Saved entries:
------------

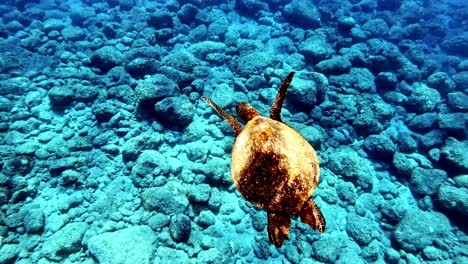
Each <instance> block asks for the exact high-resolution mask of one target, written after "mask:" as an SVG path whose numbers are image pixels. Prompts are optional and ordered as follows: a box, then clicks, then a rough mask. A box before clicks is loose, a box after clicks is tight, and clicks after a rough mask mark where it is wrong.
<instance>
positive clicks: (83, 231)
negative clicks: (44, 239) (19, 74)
mask: <svg viewBox="0 0 468 264" xmlns="http://www.w3.org/2000/svg"><path fill="white" fill-rule="evenodd" d="M87 229H88V224H86V223H85V222H74V223H70V224H67V225H65V226H64V227H63V228H62V229H60V230H59V231H57V232H55V233H54V234H53V235H52V236H51V237H49V238H48V239H47V240H46V241H45V242H44V244H43V246H42V255H44V256H45V257H46V258H48V259H50V260H54V261H61V260H63V259H65V258H66V257H67V256H68V255H70V254H73V253H75V252H78V251H80V250H81V239H82V238H83V236H84V233H85V232H86V230H87Z"/></svg>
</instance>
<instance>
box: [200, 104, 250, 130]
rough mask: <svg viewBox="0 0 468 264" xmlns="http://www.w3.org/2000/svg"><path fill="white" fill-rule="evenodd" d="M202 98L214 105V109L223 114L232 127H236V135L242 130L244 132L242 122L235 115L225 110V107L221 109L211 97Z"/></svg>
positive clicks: (232, 127)
mask: <svg viewBox="0 0 468 264" xmlns="http://www.w3.org/2000/svg"><path fill="white" fill-rule="evenodd" d="M202 99H203V101H205V102H206V103H207V104H209V105H210V106H211V107H213V109H214V110H215V111H216V112H217V113H218V114H219V115H220V116H222V117H223V118H224V119H226V121H227V122H228V123H229V124H230V125H231V126H232V128H233V129H234V131H235V132H236V136H237V135H239V134H240V132H242V126H241V124H240V123H239V121H237V120H236V119H235V118H234V117H232V116H231V115H230V114H228V113H226V112H224V110H223V109H221V108H220V107H219V106H218V105H217V104H215V103H214V102H213V101H211V100H210V98H207V97H205V96H202Z"/></svg>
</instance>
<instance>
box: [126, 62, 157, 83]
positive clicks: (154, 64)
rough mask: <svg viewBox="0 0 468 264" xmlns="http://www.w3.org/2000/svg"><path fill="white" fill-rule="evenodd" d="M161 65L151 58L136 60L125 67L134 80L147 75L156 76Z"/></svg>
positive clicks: (128, 64) (127, 71)
mask: <svg viewBox="0 0 468 264" xmlns="http://www.w3.org/2000/svg"><path fill="white" fill-rule="evenodd" d="M160 66H161V63H160V62H158V61H157V60H155V59H151V58H135V59H134V60H132V61H130V62H129V63H127V65H125V71H127V72H128V73H129V74H130V75H131V76H132V77H133V78H138V79H140V78H143V77H145V76H146V75H151V74H155V73H156V72H157V71H158V69H159V67H160Z"/></svg>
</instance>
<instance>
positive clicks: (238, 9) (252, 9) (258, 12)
mask: <svg viewBox="0 0 468 264" xmlns="http://www.w3.org/2000/svg"><path fill="white" fill-rule="evenodd" d="M235 3H236V8H237V9H238V10H239V13H241V14H245V15H248V16H255V15H258V14H259V12H261V11H263V12H265V11H266V12H268V4H267V3H264V2H262V1H257V0H238V1H236V2H235Z"/></svg>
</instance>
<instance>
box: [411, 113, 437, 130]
mask: <svg viewBox="0 0 468 264" xmlns="http://www.w3.org/2000/svg"><path fill="white" fill-rule="evenodd" d="M438 120H439V115H438V114H437V113H424V114H420V115H417V116H415V117H414V118H413V119H411V120H410V121H409V122H408V123H407V125H408V127H409V128H410V129H411V130H412V131H415V132H418V133H426V132H429V131H430V130H431V129H432V128H435V125H436V124H437V121H438Z"/></svg>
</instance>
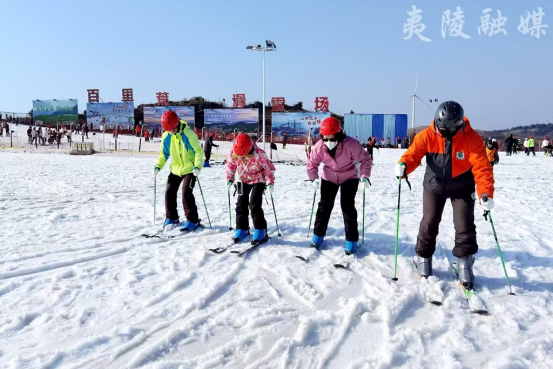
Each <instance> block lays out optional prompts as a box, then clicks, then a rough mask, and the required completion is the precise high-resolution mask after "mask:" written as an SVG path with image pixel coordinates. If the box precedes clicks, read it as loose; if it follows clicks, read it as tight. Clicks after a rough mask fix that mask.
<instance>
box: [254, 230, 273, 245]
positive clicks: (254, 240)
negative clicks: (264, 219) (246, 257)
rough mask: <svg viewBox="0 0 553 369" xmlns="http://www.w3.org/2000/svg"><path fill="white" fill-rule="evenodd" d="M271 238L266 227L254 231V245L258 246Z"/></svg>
mask: <svg viewBox="0 0 553 369" xmlns="http://www.w3.org/2000/svg"><path fill="white" fill-rule="evenodd" d="M268 239H269V237H268V236H267V231H266V230H265V229H256V230H255V231H254V232H253V239H252V246H257V245H259V244H262V243H264V242H266V241H267V240H268Z"/></svg>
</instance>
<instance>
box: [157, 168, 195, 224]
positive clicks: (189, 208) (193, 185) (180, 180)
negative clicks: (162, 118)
mask: <svg viewBox="0 0 553 369" xmlns="http://www.w3.org/2000/svg"><path fill="white" fill-rule="evenodd" d="M181 182H182V207H183V208H184V215H185V216H186V220H188V221H190V222H192V223H198V222H199V219H198V208H197V207H196V199H195V198H194V193H193V192H192V191H193V189H194V185H195V184H196V177H195V176H194V174H192V173H190V174H186V175H185V176H183V177H180V176H177V175H175V174H173V173H170V174H169V178H167V189H166V190H165V217H166V218H167V219H172V220H178V219H179V212H178V210H177V192H178V191H179V186H180V184H181Z"/></svg>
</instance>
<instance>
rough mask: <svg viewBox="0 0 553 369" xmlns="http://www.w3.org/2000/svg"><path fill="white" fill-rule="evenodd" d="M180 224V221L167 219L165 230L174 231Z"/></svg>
mask: <svg viewBox="0 0 553 369" xmlns="http://www.w3.org/2000/svg"><path fill="white" fill-rule="evenodd" d="M179 224H180V222H179V220H178V219H177V220H174V219H165V223H164V224H163V228H169V229H172V228H175V227H176V226H178V225H179Z"/></svg>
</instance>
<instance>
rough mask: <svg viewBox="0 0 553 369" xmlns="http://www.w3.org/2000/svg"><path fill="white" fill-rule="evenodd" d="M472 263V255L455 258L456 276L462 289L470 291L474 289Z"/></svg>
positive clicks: (473, 277) (473, 259)
mask: <svg viewBox="0 0 553 369" xmlns="http://www.w3.org/2000/svg"><path fill="white" fill-rule="evenodd" d="M473 264H474V256H472V255H470V256H463V257H461V258H457V277H458V278H459V282H461V285H462V286H463V289H465V290H467V291H472V290H473V289H474V274H473V273H472V265H473Z"/></svg>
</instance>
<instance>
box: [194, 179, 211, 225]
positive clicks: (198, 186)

------------

WORK INSTRUCTIONS:
Put each line of the listing above into a JSON list of strings, one string per line, omitting blank lines. Leave the pictures out.

RESPONSE TO THIS EXERCISE:
[
  "Each <instance> block asks for the exact high-resolution mask of one target, written after \"mask:\" as an SVG path whose numbers are image pixels. Prompts are optional and ordered as follows: a box, then clicks, then a rough mask. A box before clicks is loose, a box after clicks is tight, and clicks after a rough mask mark where it is wrong.",
  "<instance>",
  "positive clicks: (83, 231)",
  "negative clicks: (44, 239) (19, 74)",
  "mask: <svg viewBox=\"0 0 468 264\" xmlns=\"http://www.w3.org/2000/svg\"><path fill=\"white\" fill-rule=\"evenodd\" d=\"M87 229H88V224H86V223H85V222H74V223H70V224H67V225H65V226H64V227H63V228H62V229H60V230H59V231H57V232H55V233H54V234H53V235H52V236H51V237H49V238H48V239H47V240H46V241H45V242H44V244H43V246H42V255H44V256H45V257H46V258H48V259H50V260H54V261H61V260H63V259H65V258H66V257H67V256H68V255H70V254H73V253H75V252H78V251H80V250H81V239H82V238H83V236H84V233H85V232H86V230H87Z\"/></svg>",
  "</instance>",
  "<instance>",
  "box: [200, 104, 250, 130]",
  "rough mask: <svg viewBox=\"0 0 468 264\" xmlns=\"http://www.w3.org/2000/svg\"><path fill=\"white\" fill-rule=\"evenodd\" d=\"M202 98L214 105V109L223 114L232 127H236V135L242 130L244 132L242 122L235 115L225 110V107L221 109L211 97Z\"/></svg>",
  "positive clicks: (232, 127)",
  "mask: <svg viewBox=\"0 0 468 264\" xmlns=\"http://www.w3.org/2000/svg\"><path fill=\"white\" fill-rule=\"evenodd\" d=\"M202 99H203V101H205V102H206V103H207V104H209V105H210V106H211V107H213V109H214V110H215V111H216V112H217V113H218V114H219V115H220V116H222V117H223V118H224V119H226V121H227V122H228V123H229V124H230V125H231V126H232V128H233V129H234V131H235V132H236V136H237V135H239V134H240V132H242V126H241V124H240V123H239V121H237V120H236V119H235V118H234V117H232V116H231V115H230V114H228V113H226V112H224V110H223V109H221V108H220V107H219V106H218V105H217V104H215V103H214V102H213V101H211V100H210V98H207V97H205V96H202Z\"/></svg>",
  "</instance>",
  "<instance>",
  "box: [126, 62, 157, 83]",
  "positive clicks: (154, 64)",
  "rough mask: <svg viewBox=\"0 0 468 264\" xmlns=\"http://www.w3.org/2000/svg\"><path fill=\"white\" fill-rule=\"evenodd\" d=\"M161 65L151 58L136 60L125 67L134 80L147 75L156 76Z\"/></svg>",
  "positive clicks: (128, 64) (127, 71)",
  "mask: <svg viewBox=\"0 0 468 264\" xmlns=\"http://www.w3.org/2000/svg\"><path fill=\"white\" fill-rule=\"evenodd\" d=\"M160 66H161V63H160V62H158V61H157V60H155V59H151V58H135V59H134V60H132V61H130V62H129V63H127V65H125V71H127V72H128V73H129V74H130V75H131V76H132V77H133V78H138V79H140V78H143V77H145V76H146V75H151V74H155V73H156V72H157V71H158V69H159V67H160Z\"/></svg>",
  "</instance>",
  "<instance>",
  "positive clicks: (238, 9) (252, 9) (258, 12)",
  "mask: <svg viewBox=\"0 0 468 264\" xmlns=\"http://www.w3.org/2000/svg\"><path fill=\"white\" fill-rule=\"evenodd\" d=\"M235 3H236V8H237V9H238V10H239V13H241V14H245V15H248V16H255V15H258V14H259V12H261V11H263V12H265V11H266V12H268V4H267V3H264V2H262V1H257V0H238V1H236V2H235Z\"/></svg>",
  "</instance>",
  "<instance>",
  "box: [411, 113, 437, 130]",
  "mask: <svg viewBox=\"0 0 468 264\" xmlns=\"http://www.w3.org/2000/svg\"><path fill=\"white\" fill-rule=\"evenodd\" d=\"M438 120H439V115H438V114H437V113H424V114H420V115H417V116H415V117H414V118H413V119H411V120H410V121H409V122H408V123H407V125H408V127H409V128H410V129H411V130H412V131H415V132H418V133H426V132H429V131H430V130H431V129H432V128H435V125H436V124H437V121H438Z\"/></svg>",
  "</instance>",
  "Each <instance> block lays out optional prompts as a box, then clicks, then a rough mask, and the required completion is the precise high-resolution mask after \"mask:\" written as an SVG path with image pixel coordinates. If the box precedes clicks, read it as loose; if it follows clicks, read it as tight. Clicks after a rough mask fix that mask.",
  "<instance>",
  "box: [254, 230, 273, 245]",
  "positive clicks: (254, 240)",
  "negative clicks: (264, 219) (246, 257)",
  "rough mask: <svg viewBox=\"0 0 553 369\" xmlns=\"http://www.w3.org/2000/svg\"><path fill=\"white\" fill-rule=\"evenodd\" d=\"M271 238L266 227L254 231V245L258 246Z\"/></svg>",
  "mask: <svg viewBox=\"0 0 553 369\" xmlns=\"http://www.w3.org/2000/svg\"><path fill=\"white\" fill-rule=\"evenodd\" d=\"M268 239H269V237H268V236H267V231H266V230H265V229H256V230H255V231H254V232H253V239H252V246H257V245H259V244H262V243H264V242H266V241H267V240H268Z\"/></svg>",
  "</instance>",
  "<instance>",
  "box: [157, 168, 195, 224]",
  "positive clicks: (189, 208) (193, 185) (180, 180)",
  "negative clicks: (162, 118)",
  "mask: <svg viewBox=\"0 0 553 369\" xmlns=\"http://www.w3.org/2000/svg\"><path fill=\"white\" fill-rule=\"evenodd\" d=\"M181 182H182V207H183V208H184V215H185V216H186V220H188V221H190V222H192V223H198V222H199V219H198V208H197V207H196V199H195V198H194V193H193V192H192V191H193V189H194V185H195V184H196V177H195V176H194V174H192V173H190V174H186V175H185V176H183V177H180V176H177V175H175V174H173V173H170V174H169V178H167V189H166V190H165V217H166V218H167V219H172V220H178V219H179V212H178V210H177V192H178V191H179V186H180V184H181Z\"/></svg>",
  "</instance>",
  "<instance>",
  "rough mask: <svg viewBox=\"0 0 553 369\" xmlns=\"http://www.w3.org/2000/svg\"><path fill=\"white\" fill-rule=\"evenodd\" d=\"M180 224V221L167 219L165 230L174 231Z\"/></svg>",
  "mask: <svg viewBox=\"0 0 553 369\" xmlns=\"http://www.w3.org/2000/svg\"><path fill=\"white\" fill-rule=\"evenodd\" d=\"M179 224H180V222H179V220H178V219H177V220H174V219H165V223H164V224H163V228H169V229H172V228H175V227H176V226H178V225H179Z\"/></svg>",
  "</instance>",
  "<instance>",
  "rough mask: <svg viewBox=\"0 0 553 369\" xmlns=\"http://www.w3.org/2000/svg\"><path fill=\"white\" fill-rule=\"evenodd\" d=\"M472 263V255L455 258L456 276L462 289L470 291L474 289Z\"/></svg>",
  "positive clicks: (473, 277) (473, 259)",
  "mask: <svg viewBox=\"0 0 553 369\" xmlns=\"http://www.w3.org/2000/svg\"><path fill=\"white\" fill-rule=\"evenodd\" d=\"M473 264H474V256H472V255H470V256H463V257H461V258H457V277H458V278H459V282H461V285H462V286H463V289H465V290H467V291H472V290H473V289H474V274H473V273H472V265H473Z\"/></svg>",
  "</instance>",
  "<instance>",
  "box: [194, 179, 211, 225]",
  "positive clicks: (198, 186)"
]